[Фрагмент текста]
◇ ◇ ◇
18 Лютого 2020, 13:12 | Реєстрація | Вхід
/ Новини / Геннадий Айги: «Не люблю акмеистической элитарности — ни прошлой, ни сегодняшней» - 22 Лютого 2011

Геннадий Айги: «Не люблю акмеистической элитарности — ни прошлой, ни сегодняшней»

Категорія: «Новини»
Дата: 22 Лютого 2011 (Вівторок)
Час: 18:07
Рейтинг: 0.0
Матеріал додав: pole_55
Кількість переглядів: 1342


Виталий Амурский 
Вчера исполнилось 5 лет со дня смерти Геннадия Айги. 
ЛИТФЕСТ публикует беседу с ним – одну из многих, 
вошедших в книгу ВИТАЛИЯ АМУРСКОГО «Тень маятника и другие тени»



Журналист и литератор Виталий Амурский, живущий во Франции с 1973 года, много лет работал в качестве журналиста – Международного Французского Радио, парижской «Русской мысли», нью-йоркского «Нового русского слова». «Тень маятника и другие тени» – второй1 сборник его интервью (или, как он сам говорит, бесед с самыми разными людьми), изданный в России. Сборник состоит из пяти частей, одна из которых целиком посвящена Иосифу Бродскому. Вообще же среди героев книги Амурского такие непохожие персонажи, как, например, Александр Зиновьев, Генрих Сапгир, Андрей Вознесенский, Булат Окуджава, Людмила Улицкая, Юрий Рытхэу и Жорж Нива. Приведенный список далеко не полон, речь идет о томе почти в шестьсот страниц. «Тень маятника» интересна не только тем, что именно говорят герои книги; не только тем, что она представляет удивительно пеструю и вместе с тем каким-то образом цельную картину русской словесности определенного периода. Возможно, самое любопытное здесь – тот локус, та точка зрения, откуда интервьюер выстраивает контекст: будь на месте Виталия Амурского кто-то из активно работающих сегодня в России журналистов и критиков, о таком широком диапазоне поэтик, политических симпатий и тем для разговора, скорее всего, не могло бы быть и речи.
◇ ◇ ◇
[Исходные записи]
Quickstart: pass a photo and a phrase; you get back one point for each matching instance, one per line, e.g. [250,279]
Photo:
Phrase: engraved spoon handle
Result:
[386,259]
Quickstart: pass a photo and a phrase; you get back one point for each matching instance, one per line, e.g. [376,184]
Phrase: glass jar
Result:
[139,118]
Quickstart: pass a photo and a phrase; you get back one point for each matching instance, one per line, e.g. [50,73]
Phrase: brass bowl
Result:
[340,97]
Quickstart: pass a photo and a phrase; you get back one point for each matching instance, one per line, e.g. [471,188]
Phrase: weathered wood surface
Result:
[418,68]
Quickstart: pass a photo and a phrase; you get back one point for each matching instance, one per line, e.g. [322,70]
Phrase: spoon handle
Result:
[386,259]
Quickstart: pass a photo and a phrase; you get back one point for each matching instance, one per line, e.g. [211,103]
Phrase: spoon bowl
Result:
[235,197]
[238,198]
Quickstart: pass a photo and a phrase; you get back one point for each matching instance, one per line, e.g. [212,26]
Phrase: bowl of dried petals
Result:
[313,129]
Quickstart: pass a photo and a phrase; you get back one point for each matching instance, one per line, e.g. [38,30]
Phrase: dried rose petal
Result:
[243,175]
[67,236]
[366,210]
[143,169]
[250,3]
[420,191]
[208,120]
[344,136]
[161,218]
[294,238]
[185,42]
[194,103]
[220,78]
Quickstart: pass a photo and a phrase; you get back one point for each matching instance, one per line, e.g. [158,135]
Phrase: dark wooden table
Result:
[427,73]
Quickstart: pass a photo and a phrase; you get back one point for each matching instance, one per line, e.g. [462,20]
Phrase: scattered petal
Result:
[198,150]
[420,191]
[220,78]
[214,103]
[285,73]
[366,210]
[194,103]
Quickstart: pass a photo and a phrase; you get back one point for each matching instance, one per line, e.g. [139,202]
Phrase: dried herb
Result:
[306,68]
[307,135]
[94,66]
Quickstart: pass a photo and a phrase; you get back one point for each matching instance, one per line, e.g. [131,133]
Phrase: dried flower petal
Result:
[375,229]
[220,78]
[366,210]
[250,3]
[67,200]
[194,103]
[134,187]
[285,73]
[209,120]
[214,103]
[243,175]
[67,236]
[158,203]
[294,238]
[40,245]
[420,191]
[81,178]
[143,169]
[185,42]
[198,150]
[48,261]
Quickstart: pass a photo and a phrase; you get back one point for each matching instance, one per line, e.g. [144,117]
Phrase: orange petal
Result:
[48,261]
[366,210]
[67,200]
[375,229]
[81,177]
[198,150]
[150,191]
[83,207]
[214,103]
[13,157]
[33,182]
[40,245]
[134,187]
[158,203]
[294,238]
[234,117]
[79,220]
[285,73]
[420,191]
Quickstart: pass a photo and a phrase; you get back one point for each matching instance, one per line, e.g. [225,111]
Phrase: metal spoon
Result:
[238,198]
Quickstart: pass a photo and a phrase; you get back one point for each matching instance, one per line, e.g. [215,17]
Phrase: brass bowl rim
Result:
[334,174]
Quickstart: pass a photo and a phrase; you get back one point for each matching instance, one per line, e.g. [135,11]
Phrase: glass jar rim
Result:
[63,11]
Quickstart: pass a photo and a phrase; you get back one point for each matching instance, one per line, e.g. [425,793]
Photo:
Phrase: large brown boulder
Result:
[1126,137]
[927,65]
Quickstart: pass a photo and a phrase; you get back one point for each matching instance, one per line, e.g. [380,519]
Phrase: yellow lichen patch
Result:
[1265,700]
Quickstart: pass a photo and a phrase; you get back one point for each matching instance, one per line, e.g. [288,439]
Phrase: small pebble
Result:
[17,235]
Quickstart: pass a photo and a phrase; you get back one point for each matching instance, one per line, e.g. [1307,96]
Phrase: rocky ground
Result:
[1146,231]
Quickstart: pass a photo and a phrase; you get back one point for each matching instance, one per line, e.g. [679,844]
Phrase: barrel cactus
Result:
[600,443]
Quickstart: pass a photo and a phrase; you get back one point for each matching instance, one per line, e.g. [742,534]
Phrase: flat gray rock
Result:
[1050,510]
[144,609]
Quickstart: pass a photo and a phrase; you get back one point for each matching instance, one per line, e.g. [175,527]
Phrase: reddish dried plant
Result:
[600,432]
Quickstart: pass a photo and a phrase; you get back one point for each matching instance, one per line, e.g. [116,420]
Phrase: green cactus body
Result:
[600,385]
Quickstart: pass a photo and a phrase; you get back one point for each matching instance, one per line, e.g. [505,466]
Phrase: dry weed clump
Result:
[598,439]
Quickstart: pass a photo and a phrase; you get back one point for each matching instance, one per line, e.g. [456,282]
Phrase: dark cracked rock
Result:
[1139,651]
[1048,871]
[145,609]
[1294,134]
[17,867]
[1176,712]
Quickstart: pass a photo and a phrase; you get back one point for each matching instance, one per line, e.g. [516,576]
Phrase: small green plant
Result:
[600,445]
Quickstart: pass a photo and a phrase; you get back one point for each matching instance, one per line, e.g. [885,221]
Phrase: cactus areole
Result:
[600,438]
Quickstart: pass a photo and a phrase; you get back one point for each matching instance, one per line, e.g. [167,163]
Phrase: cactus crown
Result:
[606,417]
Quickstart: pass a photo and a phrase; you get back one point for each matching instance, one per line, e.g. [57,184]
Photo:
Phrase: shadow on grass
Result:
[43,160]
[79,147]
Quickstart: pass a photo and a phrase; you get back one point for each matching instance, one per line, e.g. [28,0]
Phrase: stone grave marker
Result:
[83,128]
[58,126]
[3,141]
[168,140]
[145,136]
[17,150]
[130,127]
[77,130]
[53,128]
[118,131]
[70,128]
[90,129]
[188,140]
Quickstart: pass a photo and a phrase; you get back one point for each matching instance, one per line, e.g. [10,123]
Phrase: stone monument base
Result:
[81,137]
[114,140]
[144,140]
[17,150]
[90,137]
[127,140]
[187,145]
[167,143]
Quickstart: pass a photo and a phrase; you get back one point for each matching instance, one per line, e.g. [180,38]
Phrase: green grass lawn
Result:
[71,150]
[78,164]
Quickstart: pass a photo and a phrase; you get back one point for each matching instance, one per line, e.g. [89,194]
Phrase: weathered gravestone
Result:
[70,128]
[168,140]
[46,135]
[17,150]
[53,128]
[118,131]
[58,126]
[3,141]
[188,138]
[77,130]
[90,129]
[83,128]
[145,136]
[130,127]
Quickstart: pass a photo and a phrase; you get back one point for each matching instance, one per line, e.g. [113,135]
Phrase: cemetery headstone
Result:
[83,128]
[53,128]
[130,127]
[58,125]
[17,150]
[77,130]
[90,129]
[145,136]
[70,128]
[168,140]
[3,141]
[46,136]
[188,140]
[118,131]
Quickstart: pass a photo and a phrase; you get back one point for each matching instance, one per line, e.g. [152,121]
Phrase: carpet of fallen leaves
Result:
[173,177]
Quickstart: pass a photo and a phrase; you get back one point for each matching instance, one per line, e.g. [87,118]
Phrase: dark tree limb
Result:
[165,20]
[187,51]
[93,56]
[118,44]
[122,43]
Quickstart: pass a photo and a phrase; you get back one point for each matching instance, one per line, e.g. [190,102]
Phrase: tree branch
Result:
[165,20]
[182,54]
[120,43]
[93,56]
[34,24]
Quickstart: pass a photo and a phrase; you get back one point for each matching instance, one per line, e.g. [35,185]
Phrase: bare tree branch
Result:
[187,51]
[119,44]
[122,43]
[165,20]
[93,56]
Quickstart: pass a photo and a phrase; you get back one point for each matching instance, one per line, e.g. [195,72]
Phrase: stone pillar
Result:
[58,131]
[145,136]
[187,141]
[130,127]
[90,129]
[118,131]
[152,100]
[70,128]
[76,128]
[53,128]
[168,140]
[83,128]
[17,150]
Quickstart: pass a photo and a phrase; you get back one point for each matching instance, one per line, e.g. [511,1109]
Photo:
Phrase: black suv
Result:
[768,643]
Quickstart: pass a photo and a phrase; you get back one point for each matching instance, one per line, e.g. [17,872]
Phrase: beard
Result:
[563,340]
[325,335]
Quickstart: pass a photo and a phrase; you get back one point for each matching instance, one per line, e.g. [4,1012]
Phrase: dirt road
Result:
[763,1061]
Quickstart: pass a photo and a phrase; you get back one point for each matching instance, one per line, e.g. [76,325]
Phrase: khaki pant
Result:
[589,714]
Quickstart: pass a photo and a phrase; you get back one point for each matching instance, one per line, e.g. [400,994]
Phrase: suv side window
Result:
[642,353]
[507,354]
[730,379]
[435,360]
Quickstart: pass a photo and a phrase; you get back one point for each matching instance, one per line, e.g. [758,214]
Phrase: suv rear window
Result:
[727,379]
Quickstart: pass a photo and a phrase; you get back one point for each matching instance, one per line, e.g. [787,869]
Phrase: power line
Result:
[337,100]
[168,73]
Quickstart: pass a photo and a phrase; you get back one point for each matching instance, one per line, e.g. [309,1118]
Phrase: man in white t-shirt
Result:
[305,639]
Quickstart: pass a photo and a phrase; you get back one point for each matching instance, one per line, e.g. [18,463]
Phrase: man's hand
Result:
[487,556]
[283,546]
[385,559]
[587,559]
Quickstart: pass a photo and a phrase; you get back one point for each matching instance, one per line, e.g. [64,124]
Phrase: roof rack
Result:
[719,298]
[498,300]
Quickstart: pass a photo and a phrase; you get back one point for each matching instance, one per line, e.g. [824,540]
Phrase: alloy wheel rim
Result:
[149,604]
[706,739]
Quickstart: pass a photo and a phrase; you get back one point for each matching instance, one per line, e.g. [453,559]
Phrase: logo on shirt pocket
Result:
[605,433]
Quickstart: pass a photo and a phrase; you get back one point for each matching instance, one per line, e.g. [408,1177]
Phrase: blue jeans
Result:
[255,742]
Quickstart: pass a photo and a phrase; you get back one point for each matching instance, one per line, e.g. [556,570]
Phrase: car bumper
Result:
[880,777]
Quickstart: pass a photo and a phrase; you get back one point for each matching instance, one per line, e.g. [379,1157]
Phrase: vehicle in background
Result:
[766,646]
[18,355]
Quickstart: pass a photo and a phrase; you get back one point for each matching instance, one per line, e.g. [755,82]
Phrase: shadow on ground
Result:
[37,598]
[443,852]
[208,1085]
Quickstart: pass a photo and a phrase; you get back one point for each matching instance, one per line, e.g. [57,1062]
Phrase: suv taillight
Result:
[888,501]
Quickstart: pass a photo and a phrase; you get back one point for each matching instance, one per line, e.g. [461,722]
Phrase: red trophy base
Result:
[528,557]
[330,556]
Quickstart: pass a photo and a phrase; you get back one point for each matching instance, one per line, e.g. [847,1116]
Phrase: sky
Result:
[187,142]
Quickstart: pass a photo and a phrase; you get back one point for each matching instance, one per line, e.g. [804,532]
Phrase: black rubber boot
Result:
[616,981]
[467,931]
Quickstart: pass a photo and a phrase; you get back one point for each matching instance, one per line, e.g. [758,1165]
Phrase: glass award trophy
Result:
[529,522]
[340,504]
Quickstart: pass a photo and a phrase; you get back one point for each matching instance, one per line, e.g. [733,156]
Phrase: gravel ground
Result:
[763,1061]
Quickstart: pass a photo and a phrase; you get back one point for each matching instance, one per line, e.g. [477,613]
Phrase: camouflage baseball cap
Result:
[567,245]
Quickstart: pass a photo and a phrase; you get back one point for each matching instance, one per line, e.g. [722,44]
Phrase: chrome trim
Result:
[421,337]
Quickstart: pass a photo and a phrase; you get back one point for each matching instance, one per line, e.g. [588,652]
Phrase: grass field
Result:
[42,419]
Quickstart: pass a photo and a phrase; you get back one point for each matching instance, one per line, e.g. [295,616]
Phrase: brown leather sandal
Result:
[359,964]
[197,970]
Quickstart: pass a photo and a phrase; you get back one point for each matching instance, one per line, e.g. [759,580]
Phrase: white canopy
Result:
◇ ◇ ◇
[Задания]
1/ Выберите из записей все строки, в которых встречается слово «white».
2/ Продолжите текст о сборнике бесед Виталия Амурского «Тень маятника и другие тени», начав сразу после его последнего предложения.

[Ожидаемые ответы]
1/
Phrase: man in white t-shirt
Phrase: white canopy

2/
Мы выбрали для публикации беседу с Геннадием Айги по следующим причинам: во-первых, приурочив ее публикацию к пятилетней годовщине смерти поэта, а во-вторых - потому что за 21 год текст этот нимало не устарел. Напротив, многое из того, о чем идет речь в этом разговоре, выглядит актуальным — иногда пугающе актуальным.

Геннадий Айги (21.08.1934, деревня Шаймурзино, Чувашия — 21.02.2006, Москва) — поэт огромного таланта, значение которого — возможно, из-за особенностей его авангардных синтаксических и литературно-философских разработок и решений, — еще не в полной мере осознано на его родине. Преклоняясь перед диапазоном его знаний и представлений о многих вещах и в то же время отнюдь не всегда понимая его, — и потому особо удивляясь тому, что его сложнейший русский язык переводили и продолжают переводить на языки иностранные, — хотел бы отметить главное: я любил его прежде всего как замечательного человека. В общении он был на редкость прост и сердечен.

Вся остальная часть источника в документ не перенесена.